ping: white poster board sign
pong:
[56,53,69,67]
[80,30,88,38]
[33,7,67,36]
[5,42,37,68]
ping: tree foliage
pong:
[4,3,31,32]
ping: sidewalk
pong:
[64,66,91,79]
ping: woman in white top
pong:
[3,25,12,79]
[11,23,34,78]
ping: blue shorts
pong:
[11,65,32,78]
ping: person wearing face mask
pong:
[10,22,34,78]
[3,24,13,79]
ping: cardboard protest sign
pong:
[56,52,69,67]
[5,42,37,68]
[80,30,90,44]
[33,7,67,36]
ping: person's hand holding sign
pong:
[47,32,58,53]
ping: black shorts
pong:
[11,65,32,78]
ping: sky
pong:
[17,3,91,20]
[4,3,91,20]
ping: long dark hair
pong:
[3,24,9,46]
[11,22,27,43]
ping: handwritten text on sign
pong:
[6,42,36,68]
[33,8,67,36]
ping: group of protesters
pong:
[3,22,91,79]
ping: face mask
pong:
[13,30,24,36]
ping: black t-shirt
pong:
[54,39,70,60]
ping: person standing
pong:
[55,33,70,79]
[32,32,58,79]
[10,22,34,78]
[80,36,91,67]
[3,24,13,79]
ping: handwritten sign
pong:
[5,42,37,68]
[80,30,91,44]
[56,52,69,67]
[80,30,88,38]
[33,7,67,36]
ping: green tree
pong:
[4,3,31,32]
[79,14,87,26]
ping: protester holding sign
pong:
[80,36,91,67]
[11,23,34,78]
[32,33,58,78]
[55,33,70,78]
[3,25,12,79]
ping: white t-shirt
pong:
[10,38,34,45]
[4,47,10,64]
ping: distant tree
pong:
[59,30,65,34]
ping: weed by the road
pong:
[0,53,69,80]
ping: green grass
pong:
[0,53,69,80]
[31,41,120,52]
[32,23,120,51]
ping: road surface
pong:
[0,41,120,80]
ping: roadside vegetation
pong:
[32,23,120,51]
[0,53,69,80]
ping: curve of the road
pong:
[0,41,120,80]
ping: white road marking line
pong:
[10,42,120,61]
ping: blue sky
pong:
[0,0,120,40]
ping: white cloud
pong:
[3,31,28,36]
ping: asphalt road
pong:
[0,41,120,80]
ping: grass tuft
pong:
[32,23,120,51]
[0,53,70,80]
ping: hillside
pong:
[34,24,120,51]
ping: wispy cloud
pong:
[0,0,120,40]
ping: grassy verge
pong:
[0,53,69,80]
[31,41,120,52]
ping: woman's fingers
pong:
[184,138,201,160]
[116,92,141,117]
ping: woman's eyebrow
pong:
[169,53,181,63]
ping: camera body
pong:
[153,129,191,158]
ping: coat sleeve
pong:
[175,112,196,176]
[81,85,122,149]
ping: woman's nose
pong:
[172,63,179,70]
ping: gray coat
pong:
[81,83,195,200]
****************
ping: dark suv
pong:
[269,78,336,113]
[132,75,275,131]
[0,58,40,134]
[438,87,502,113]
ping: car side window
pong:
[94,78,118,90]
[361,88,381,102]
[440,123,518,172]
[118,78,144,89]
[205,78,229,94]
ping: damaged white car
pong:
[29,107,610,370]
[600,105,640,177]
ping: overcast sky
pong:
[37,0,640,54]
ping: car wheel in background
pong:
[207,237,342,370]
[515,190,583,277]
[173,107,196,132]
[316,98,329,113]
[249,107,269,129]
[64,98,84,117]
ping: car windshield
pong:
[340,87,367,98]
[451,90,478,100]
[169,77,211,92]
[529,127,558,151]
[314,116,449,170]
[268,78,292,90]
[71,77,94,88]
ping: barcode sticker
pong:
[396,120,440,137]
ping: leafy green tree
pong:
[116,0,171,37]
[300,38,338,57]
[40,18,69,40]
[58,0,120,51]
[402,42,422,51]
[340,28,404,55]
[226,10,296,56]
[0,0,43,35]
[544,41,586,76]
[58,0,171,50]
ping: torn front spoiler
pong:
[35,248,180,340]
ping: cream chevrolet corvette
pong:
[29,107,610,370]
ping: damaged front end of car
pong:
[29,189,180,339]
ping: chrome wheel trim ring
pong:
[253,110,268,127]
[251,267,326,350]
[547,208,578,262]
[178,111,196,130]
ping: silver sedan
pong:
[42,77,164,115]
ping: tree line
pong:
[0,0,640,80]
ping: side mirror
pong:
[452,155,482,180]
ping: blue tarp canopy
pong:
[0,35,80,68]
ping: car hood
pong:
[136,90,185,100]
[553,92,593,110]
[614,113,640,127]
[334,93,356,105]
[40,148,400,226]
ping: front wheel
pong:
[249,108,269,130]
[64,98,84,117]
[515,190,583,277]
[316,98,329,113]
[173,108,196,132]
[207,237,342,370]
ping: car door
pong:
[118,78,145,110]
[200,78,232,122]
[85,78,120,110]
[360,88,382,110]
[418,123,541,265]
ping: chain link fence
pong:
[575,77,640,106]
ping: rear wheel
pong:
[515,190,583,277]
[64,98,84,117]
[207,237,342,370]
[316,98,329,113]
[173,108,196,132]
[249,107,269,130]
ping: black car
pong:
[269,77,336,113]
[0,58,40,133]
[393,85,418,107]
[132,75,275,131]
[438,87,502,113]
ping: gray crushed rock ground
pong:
****************
Put the material from the line with "ping: wispy cloud" up to and including the line with "[81,83,195,200]" into a Markdown table with the columns No. and Entry, numbering each row and leaving out blank lines.

**TASK OUTPUT**
| No. | Entry |
|---|---|
| 1 | ping: wispy cloud |
| 2 | pong: |
| 3 | [0,0,120,40] |
| 4 | ping: grassy verge |
| 5 | pong: |
| 6 | [0,53,69,80] |
| 7 | [31,41,120,52] |
| 8 | ping: woman's fingers |
| 9 | pong: |
| 10 | [184,138,201,160] |
| 11 | [116,92,141,117] |
| 12 | ping: woman's eyebrow |
| 13 | pong: |
| 14 | [169,53,181,63] |
| 15 | ping: camera body |
| 16 | pong: |
| 17 | [153,129,191,158] |
| 18 | ping: coat sleeve |
| 19 | pong: |
| 20 | [175,112,196,176] |
| 21 | [81,85,122,149] |
| 22 | ping: woman's nose |
| 23 | pong: |
| 24 | [172,63,179,70] |
| 25 | ping: gray coat |
| 26 | pong: |
| 27 | [81,83,195,200] |